▶ **Problem details**: Set down nothing except the lines starting at the one with "belt on santa" and ending at the final line of the material, each word for word.

▶ **Task material**:
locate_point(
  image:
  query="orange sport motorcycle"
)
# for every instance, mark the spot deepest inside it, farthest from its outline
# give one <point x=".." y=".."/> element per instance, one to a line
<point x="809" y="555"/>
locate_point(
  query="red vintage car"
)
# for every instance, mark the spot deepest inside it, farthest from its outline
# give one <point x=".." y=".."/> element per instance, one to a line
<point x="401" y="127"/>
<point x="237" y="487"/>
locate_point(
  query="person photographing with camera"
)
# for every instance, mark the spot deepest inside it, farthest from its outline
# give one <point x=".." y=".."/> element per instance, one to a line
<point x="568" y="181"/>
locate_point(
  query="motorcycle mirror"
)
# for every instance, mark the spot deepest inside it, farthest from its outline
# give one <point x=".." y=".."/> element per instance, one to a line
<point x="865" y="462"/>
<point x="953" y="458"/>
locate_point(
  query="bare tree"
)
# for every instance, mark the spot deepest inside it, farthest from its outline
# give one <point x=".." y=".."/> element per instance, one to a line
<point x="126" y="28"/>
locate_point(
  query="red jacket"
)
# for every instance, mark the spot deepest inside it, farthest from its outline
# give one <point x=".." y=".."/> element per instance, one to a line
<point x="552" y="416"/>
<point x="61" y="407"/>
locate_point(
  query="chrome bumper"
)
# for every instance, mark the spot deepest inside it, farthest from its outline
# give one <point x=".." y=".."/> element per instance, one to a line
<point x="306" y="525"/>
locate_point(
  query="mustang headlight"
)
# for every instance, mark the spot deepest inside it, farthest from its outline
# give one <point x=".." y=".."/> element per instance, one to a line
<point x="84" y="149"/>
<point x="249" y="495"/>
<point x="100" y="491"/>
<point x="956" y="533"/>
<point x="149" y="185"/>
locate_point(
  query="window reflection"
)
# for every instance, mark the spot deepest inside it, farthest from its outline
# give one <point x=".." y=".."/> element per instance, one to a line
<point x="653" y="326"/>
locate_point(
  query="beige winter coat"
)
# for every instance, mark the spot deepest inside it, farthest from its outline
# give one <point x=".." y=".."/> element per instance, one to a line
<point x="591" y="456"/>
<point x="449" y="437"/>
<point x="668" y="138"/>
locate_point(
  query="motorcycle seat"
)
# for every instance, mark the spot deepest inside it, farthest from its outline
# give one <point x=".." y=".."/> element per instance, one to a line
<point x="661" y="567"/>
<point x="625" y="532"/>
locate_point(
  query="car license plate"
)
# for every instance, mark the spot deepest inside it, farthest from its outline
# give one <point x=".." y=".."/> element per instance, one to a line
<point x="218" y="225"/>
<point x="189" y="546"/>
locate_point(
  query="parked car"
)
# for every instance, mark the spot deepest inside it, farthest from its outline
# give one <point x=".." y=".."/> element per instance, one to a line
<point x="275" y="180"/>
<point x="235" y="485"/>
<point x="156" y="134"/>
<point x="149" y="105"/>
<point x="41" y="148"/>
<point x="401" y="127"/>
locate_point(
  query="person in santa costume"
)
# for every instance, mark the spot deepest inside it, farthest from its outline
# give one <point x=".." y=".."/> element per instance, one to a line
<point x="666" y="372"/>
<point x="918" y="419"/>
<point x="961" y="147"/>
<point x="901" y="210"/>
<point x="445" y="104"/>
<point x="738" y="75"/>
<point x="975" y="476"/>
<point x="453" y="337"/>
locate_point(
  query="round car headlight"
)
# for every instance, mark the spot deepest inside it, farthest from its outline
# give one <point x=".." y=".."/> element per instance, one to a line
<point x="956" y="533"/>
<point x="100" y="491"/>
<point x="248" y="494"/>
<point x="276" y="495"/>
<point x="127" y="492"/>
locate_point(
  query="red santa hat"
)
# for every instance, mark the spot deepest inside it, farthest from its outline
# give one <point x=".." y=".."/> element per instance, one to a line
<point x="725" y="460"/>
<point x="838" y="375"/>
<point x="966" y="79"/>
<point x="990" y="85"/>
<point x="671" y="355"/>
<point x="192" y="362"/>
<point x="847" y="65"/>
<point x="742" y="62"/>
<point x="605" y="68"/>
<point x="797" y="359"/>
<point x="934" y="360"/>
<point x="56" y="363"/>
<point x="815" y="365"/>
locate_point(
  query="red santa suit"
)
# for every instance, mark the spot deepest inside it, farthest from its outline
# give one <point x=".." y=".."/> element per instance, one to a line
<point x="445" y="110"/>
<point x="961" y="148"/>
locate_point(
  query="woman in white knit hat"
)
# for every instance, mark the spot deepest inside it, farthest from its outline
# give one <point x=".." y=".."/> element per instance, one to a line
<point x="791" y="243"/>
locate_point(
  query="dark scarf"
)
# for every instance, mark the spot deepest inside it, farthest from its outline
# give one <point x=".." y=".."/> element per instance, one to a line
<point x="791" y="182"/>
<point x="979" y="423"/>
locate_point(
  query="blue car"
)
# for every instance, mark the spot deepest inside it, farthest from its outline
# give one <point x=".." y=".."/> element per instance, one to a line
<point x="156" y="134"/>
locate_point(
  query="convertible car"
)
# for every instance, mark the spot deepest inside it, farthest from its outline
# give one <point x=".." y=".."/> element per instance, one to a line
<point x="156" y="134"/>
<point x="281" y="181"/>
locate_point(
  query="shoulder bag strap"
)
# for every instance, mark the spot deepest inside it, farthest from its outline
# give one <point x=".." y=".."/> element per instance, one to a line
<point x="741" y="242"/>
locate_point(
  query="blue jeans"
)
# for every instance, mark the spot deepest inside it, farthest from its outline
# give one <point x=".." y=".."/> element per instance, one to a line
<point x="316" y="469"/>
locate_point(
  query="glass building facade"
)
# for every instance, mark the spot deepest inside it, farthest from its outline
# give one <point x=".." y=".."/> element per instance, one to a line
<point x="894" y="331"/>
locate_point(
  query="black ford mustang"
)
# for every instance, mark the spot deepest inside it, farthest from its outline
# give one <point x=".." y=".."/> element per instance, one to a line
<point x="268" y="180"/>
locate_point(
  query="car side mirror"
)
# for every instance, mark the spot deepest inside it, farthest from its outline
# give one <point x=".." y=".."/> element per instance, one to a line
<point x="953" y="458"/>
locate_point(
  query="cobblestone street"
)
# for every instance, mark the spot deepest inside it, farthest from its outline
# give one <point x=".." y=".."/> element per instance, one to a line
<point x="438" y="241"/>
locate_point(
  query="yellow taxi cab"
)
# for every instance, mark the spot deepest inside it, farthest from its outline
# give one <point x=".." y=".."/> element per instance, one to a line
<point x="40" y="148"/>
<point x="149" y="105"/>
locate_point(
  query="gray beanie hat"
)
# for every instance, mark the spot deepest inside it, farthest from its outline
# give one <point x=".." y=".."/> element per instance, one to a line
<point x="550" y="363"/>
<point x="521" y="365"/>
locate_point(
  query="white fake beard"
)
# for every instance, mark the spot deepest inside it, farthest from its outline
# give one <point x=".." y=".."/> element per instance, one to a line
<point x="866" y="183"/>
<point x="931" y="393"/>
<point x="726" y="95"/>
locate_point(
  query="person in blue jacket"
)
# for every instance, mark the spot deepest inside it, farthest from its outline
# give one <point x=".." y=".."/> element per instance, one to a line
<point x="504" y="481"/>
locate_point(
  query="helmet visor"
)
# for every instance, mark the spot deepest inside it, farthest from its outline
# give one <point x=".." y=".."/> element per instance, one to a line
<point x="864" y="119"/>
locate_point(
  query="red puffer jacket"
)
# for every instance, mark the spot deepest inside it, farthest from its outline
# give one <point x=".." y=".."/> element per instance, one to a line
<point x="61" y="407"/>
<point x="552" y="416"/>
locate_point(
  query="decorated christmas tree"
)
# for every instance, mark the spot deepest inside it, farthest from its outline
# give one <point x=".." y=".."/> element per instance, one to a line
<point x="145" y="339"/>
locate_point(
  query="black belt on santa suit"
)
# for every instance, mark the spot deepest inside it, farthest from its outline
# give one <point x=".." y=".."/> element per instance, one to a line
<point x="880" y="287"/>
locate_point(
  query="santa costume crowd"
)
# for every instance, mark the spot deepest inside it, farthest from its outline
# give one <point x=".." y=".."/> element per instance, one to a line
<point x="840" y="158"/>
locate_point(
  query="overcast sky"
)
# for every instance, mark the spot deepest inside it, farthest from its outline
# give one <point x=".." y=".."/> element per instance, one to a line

▶ **Exercise response**:
  query="black belt on santa suit"
)
# for every instance, mark the spot deepest inside it, farthest from its outline
# give one <point x=".." y=".."/> element per instance, one to a line
<point x="880" y="287"/>
locate_point(
  query="santa costume crowd"
)
# for every instance, mark the spot deepest inside it, farthest from its outline
# give one <point x=".." y=".."/> element per instance, one to a line
<point x="840" y="158"/>
locate_point(
  query="overcast sky"
)
# for every instance, mark the spot deepest inside it, farthest from its outline
# give one <point x=".." y=".."/> element per instance, one to a line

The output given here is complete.